╭─ Data extract

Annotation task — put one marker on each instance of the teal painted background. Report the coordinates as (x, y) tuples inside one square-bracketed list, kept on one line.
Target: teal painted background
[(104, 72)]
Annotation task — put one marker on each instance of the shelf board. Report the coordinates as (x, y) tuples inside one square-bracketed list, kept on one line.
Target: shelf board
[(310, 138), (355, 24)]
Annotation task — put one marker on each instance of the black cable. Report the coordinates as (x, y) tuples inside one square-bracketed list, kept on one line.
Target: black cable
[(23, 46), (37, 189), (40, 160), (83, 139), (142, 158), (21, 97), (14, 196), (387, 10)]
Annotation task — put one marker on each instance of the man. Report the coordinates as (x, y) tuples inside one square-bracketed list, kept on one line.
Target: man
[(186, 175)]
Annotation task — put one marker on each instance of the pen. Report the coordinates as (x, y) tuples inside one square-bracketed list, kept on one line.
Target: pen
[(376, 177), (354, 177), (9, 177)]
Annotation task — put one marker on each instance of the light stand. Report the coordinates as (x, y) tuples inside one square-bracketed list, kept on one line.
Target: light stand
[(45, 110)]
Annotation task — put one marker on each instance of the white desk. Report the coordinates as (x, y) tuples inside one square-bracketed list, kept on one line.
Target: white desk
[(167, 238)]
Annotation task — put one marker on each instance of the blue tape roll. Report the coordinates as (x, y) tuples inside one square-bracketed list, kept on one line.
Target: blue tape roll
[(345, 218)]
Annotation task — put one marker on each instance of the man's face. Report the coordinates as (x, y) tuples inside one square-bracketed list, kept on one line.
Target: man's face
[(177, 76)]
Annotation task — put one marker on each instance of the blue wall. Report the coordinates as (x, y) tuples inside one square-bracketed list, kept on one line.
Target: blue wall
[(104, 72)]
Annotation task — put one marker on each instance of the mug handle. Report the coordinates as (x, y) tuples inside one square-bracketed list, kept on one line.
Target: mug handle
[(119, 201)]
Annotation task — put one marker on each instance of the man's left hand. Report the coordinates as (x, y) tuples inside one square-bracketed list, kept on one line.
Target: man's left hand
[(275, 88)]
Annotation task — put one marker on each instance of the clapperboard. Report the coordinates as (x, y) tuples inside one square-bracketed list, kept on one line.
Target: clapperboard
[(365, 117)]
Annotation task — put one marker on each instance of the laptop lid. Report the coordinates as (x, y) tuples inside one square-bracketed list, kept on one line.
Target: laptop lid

╰─

**Aim**
Reproduce all of the rows above verbatim, altering nothing in their wording, order, or punctuation.

**Answer to this problem**
Annotation task — put one marker on each instance of the teal painted background. Report the coordinates as (x, y) tuples inside one square-bracketed list, kept on one line.
Target: teal painted background
[(104, 72)]
Annotation task — put one marker on each instance of the shelf board. Report the coordinates as (x, y) tuples inside one square-bracketed list, kept on one line.
Target: shelf board
[(310, 138), (355, 24)]
Annotation task — put one marker on each instance of the black cable. Report the coordinates as (x, y) tuples inside one square-bracketed list, kept on one line.
Target: black cable
[(23, 46), (37, 189), (40, 160), (83, 139), (142, 158), (21, 97), (14, 196), (387, 10)]
Annotation task — put one marker on each instance of the man. Report the coordinates as (x, y) tuples inside one square-bracketed list, kept on one line.
Target: man
[(186, 175)]
Annotation task — put one marker on each instance of the pen. Report the coordinates as (x, y) tuples inside one square-bracketed list, kept on one line.
Target: pen
[(376, 177), (354, 177), (9, 177)]
Annotation task — put one marker on each instance of the light stand. Report the coordinates as (x, y) tuples inside one square-bracketed list, kept on one line.
Target: light stand
[(45, 110)]
Annotation task — put one marker on each instance of the white desk. Report the coordinates as (x, y) tuples inside one square-bracketed list, kept on one line.
Target: white desk
[(167, 238)]
Annotation task — put one marker on each instance of the blue tape roll. Report the coordinates as (x, y) tuples inside one square-bracketed list, kept on one line.
Target: blue tape roll
[(345, 218)]
Annotation task — put one marker on each instance of the man's face. Report the coordinates as (x, y) tuples inside one square-bracketed list, kept on one line.
Target: man's face
[(177, 76)]
Annotation task — put one marker on each instance of the blue wall. Report the coordinates as (x, y) tuples inside one square-bracketed list, kept on one line.
Target: blue wall
[(104, 72)]
Annotation task — put one marker on each instance of the mug handle. Report the coordinates as (x, y) tuples inside one square-bracketed list, kept on one line.
Target: mug handle
[(119, 201)]
Annotation task — put one marker on each instance of the man's left hand. Report the coordinates as (x, y) tuples inside one square-bracketed list, kept on one line.
Target: man's left hand
[(275, 88)]
Annotation task — put one marker on each instance of the clapperboard. Report the coordinates as (x, y) tuples inside one square-bracketed list, kept on one line.
Target: clapperboard
[(365, 117)]
Annotation task — put one marker on each instance of the laptop lid. Report the coordinates as (x, y) tuples inside one square-bracketed list, kept on one line.
Target: laptop lid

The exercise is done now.